EXTRACTED MATERIAL:
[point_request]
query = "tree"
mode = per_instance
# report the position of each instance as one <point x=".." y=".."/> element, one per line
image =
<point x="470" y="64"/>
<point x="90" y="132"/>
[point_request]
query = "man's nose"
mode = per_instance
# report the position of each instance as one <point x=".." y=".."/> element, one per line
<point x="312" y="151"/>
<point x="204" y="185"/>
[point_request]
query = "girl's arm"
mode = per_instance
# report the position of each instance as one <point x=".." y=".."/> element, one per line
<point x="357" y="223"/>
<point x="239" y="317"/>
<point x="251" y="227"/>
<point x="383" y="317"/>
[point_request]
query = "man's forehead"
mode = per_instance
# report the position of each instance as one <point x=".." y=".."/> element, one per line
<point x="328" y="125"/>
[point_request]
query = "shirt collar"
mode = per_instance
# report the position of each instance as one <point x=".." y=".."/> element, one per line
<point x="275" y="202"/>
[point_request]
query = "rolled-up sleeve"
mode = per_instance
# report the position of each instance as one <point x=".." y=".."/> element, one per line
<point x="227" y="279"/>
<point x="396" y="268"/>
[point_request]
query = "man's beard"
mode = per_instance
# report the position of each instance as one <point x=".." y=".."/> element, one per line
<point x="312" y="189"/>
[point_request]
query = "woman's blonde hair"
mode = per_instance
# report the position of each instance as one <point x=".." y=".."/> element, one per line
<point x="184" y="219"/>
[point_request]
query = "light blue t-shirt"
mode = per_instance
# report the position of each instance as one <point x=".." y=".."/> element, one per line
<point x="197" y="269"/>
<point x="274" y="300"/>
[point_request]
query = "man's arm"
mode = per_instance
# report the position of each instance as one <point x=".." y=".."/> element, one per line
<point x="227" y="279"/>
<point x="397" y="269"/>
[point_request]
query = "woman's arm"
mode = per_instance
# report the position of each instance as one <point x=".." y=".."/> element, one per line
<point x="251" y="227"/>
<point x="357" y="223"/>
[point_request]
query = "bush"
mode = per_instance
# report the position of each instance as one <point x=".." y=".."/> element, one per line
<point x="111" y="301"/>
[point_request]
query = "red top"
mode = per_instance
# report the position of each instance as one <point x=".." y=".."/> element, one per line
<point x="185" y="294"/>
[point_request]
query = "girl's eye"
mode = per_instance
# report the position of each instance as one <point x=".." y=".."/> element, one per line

WHAT THE EXERCISE ASKS: Word for word, reproduce every record shown above.

RESULT FOR THIS EXERCISE:
[point_request]
query = "tree"
mode = per_instance
# report the position of each instance as one <point x=".." y=".."/> element, one per line
image =
<point x="470" y="64"/>
<point x="90" y="132"/>
[point_request]
query = "man's nose"
mode = per_instance
# report the position of each instance as one <point x=".." y=".."/> element, one per line
<point x="312" y="151"/>
<point x="204" y="185"/>
[point_request]
query = "girl's arm"
mode = per_instance
# report the position of each instance as one <point x=".." y=".."/> element, one per line
<point x="357" y="223"/>
<point x="239" y="317"/>
<point x="251" y="227"/>
<point x="383" y="317"/>
[point_request]
query = "man's forehead"
mode = per_instance
# report the position of each instance as one <point x=".." y=".."/> element, one per line
<point x="328" y="125"/>
[point_request]
query = "shirt collar"
mode = per_instance
# report the position of each instance as one <point x=".." y=".."/> element, one per line
<point x="275" y="202"/>
[point_request]
query = "rolled-up sleeve"
mode = per_instance
# report the position of each instance as one <point x=".." y=".."/> element, one per line
<point x="227" y="279"/>
<point x="396" y="268"/>
[point_request]
query = "man's beard"
mode = per_instance
# report the position of each instance as one <point x=".." y=".."/> element, one per line
<point x="312" y="189"/>
[point_request]
query = "woman's blonde hair"
mode = per_instance
# report the position of each instance as one <point x=".." y=".."/> element, one per line
<point x="184" y="219"/>
[point_request]
query = "light blue t-shirt"
mode = per_instance
# report the position of each instance as one <point x=".." y=".."/> element, one per line
<point x="197" y="269"/>
<point x="274" y="300"/>
[point_request]
query = "man's arm"
mode = per_instance
# report the position of each instance as one <point x=".." y=".."/> element, one per line
<point x="227" y="279"/>
<point x="397" y="269"/>
[point_request]
query = "woman's arm"
mode = per_instance
# report the position of each instance as one <point x=".." y=".."/> element, one per line
<point x="251" y="227"/>
<point x="357" y="223"/>
[point_request]
query = "bush"
mode = per_instance
# report the position of each instance as one <point x=".." y=".."/> element, one per line
<point x="111" y="301"/>
[point_request]
query = "red top"
mode = per_instance
# report the position of each instance as one <point x=".." y=".."/> element, one per line
<point x="185" y="294"/>
[point_request]
query = "girl's eye"
mode = per_instance
# report the position of each instance as one <point x=".." y=".."/> element, one per line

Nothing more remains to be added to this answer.